ACTIVITY
This task calls for copying every line of the records that includes the word "could".

══ SOURCE MATERIAL

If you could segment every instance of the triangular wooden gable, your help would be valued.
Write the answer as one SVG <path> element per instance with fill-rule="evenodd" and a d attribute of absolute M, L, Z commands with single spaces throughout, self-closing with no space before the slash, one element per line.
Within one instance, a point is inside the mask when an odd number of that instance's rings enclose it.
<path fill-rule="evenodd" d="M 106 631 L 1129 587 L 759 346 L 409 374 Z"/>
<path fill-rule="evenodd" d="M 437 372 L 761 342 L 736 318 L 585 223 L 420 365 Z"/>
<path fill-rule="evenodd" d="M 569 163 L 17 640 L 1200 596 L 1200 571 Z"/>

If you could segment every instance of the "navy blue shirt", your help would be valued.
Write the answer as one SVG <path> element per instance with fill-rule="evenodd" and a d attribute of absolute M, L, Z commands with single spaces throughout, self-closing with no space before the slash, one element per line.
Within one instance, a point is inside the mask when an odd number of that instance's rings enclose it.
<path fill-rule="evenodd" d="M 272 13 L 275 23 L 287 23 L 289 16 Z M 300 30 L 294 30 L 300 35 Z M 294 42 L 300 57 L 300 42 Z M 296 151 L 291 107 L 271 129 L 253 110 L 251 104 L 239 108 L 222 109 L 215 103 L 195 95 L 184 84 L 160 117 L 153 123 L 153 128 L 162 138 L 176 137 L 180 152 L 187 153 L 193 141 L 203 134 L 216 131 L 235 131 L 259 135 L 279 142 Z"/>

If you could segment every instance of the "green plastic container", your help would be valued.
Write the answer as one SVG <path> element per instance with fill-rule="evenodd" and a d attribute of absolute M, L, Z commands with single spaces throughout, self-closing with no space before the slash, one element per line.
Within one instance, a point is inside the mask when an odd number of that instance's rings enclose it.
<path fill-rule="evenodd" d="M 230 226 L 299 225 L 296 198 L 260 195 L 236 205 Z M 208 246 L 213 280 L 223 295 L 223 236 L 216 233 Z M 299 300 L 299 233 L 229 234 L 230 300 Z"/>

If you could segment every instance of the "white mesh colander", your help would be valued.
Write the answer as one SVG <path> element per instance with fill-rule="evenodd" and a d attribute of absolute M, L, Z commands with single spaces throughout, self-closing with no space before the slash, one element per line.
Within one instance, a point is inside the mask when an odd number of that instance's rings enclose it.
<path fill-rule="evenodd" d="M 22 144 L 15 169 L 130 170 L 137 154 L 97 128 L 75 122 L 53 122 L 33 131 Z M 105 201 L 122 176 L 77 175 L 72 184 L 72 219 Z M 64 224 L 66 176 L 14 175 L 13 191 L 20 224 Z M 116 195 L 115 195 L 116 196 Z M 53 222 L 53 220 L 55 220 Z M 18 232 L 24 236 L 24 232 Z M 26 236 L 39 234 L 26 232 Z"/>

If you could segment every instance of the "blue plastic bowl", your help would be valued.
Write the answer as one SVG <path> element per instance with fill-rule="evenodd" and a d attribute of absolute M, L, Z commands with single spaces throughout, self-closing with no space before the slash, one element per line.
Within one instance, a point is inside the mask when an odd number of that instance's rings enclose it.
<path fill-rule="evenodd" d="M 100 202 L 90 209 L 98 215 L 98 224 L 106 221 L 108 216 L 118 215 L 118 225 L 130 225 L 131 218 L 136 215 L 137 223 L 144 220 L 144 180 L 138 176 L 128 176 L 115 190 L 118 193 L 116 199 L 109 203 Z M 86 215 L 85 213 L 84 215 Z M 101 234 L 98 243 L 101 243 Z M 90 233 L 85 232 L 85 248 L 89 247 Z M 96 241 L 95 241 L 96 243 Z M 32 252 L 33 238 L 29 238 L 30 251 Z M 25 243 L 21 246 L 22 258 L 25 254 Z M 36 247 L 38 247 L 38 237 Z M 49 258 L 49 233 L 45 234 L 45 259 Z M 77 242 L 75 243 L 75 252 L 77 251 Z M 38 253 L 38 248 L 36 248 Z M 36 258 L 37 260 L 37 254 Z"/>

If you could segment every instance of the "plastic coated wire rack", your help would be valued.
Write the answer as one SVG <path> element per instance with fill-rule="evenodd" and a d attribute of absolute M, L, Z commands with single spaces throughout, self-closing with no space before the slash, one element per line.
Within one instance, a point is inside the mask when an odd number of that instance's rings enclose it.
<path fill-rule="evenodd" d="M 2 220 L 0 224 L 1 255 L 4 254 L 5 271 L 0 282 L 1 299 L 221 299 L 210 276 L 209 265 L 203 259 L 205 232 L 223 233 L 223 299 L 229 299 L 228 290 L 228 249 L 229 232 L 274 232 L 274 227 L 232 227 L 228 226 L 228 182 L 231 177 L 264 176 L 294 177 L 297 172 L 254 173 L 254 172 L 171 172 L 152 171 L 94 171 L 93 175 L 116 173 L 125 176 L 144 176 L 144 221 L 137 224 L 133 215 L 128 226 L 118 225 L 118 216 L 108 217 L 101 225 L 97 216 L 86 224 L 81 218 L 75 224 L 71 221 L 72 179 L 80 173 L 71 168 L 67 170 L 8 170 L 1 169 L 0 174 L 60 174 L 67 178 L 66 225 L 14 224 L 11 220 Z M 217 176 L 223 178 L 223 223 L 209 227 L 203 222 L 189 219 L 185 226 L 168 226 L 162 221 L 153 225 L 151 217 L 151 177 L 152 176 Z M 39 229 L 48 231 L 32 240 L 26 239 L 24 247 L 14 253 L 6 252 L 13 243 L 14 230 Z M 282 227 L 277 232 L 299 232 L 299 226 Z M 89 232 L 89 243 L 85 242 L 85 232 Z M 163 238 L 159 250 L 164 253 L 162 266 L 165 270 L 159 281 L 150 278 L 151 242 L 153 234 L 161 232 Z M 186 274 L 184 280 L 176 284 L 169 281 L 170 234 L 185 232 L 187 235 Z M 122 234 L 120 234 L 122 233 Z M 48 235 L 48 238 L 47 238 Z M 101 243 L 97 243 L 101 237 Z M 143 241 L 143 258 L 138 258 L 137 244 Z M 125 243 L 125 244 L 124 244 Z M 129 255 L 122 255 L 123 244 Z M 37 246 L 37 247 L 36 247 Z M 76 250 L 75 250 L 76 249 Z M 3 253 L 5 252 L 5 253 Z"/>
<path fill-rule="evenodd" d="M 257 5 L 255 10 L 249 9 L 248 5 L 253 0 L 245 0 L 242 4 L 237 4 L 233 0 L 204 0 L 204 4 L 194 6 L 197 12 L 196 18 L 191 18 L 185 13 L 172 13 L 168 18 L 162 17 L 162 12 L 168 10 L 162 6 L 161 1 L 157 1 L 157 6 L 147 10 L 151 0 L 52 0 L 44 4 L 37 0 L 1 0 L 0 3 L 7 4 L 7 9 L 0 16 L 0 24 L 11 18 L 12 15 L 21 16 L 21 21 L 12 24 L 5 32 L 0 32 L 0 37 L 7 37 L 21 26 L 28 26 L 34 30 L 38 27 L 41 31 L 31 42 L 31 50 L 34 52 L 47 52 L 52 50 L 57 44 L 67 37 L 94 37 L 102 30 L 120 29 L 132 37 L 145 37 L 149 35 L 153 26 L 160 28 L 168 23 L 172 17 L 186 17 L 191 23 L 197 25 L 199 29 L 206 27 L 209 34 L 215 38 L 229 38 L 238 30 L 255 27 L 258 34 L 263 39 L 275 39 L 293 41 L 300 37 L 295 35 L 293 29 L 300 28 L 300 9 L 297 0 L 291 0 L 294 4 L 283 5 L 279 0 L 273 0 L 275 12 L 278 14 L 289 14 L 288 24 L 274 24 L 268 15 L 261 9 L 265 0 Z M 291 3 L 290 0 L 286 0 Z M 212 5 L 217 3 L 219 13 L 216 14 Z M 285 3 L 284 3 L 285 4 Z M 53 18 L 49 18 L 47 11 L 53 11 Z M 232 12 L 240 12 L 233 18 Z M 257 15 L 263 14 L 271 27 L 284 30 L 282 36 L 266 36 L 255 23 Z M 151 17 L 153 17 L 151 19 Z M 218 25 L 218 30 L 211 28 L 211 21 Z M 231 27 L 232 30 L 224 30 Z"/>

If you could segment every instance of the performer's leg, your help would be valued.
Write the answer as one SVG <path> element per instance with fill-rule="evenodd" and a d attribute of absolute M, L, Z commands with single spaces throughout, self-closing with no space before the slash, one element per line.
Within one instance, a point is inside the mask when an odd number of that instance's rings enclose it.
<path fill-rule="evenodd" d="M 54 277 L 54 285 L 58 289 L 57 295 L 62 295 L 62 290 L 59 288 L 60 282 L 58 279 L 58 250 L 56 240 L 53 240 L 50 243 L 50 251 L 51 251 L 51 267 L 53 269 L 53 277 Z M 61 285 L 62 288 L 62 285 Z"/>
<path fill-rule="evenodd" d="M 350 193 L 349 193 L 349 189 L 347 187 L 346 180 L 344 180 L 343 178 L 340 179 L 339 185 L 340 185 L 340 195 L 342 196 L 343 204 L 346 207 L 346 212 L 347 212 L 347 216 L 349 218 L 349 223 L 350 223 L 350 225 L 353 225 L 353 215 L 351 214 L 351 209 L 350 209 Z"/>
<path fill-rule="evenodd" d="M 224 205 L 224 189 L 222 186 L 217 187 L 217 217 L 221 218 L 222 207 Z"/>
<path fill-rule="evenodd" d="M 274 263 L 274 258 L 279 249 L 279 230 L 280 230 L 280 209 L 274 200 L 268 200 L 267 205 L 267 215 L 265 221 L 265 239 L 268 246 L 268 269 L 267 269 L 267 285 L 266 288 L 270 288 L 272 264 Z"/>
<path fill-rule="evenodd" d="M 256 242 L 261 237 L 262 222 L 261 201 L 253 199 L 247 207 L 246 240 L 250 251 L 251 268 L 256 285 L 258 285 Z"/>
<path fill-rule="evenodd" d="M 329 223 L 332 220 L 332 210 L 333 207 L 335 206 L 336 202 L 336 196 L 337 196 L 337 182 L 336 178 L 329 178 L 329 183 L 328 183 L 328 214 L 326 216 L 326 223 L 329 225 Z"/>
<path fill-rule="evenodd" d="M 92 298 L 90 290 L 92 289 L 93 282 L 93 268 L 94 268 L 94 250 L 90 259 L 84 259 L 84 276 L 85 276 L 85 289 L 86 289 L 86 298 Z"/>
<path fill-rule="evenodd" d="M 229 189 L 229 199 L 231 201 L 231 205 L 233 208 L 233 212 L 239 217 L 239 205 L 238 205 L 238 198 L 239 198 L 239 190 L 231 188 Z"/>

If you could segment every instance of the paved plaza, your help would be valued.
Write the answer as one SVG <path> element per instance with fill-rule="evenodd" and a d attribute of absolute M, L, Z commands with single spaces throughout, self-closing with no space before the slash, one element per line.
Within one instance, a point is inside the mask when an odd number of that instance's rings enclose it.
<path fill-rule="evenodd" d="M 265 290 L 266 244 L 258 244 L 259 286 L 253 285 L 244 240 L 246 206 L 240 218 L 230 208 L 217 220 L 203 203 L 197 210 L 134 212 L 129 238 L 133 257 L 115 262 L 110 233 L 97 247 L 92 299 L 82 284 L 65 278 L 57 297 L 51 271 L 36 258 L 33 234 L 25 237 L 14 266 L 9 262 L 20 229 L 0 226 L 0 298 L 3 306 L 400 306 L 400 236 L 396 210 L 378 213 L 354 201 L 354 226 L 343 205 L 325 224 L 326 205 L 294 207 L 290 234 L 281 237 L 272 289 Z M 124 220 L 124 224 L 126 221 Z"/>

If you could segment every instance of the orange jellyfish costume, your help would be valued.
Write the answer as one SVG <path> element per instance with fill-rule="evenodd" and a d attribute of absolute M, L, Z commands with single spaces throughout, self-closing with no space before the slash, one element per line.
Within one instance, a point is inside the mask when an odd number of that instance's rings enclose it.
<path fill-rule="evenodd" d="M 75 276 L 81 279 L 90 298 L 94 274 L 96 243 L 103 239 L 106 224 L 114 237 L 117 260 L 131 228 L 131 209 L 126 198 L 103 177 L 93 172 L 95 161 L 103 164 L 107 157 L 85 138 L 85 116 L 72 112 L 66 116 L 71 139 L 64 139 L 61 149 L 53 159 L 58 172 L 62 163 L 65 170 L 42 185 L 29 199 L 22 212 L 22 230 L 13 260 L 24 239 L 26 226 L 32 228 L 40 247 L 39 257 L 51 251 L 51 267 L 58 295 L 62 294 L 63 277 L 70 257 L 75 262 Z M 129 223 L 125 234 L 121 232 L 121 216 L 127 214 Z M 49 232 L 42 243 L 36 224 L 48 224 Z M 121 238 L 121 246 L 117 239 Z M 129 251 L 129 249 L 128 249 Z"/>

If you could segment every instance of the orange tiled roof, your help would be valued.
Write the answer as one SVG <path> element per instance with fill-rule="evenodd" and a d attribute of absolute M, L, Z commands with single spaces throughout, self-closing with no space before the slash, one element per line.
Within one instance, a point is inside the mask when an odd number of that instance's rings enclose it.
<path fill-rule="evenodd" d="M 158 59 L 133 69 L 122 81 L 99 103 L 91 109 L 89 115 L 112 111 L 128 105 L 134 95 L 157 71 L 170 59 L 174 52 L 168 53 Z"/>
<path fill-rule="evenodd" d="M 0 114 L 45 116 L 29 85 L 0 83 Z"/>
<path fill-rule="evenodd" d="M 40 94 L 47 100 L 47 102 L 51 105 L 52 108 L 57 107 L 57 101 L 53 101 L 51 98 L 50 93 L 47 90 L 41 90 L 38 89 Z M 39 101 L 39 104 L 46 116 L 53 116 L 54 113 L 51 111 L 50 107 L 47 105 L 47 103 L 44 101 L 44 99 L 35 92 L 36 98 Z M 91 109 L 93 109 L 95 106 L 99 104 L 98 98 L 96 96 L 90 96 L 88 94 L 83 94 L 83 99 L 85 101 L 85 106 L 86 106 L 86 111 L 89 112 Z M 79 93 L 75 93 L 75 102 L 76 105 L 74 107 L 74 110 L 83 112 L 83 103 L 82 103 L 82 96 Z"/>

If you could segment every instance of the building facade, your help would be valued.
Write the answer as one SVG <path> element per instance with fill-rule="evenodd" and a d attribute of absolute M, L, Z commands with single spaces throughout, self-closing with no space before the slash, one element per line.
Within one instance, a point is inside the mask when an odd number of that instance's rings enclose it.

════

WRITTEN ANSWER
If you could segment every instance of the triangular wooden gable, your help would be valued.
If you could segment every instance of the "navy blue shirt", your help would be valued.
If you could segment every instance of the "green plastic container", your help would be valued.
If you could segment every instance of the "white mesh colander", your help would be valued.
If you could segment every instance of the "blue plastic bowl", your help would be valued.
If you could segment every instance of the "plastic coated wire rack", your help would be valued.
If you could segment every instance of the performer's leg, your help would be valued.
If you could segment every instance of the paved plaza, your help would be valued.
If you could segment every instance of the orange jellyfish costume, your help would be valued.
If you could segment every instance of the orange tiled roof, your help would be valued.
If you could segment every instance of the building facade, your help would be valued.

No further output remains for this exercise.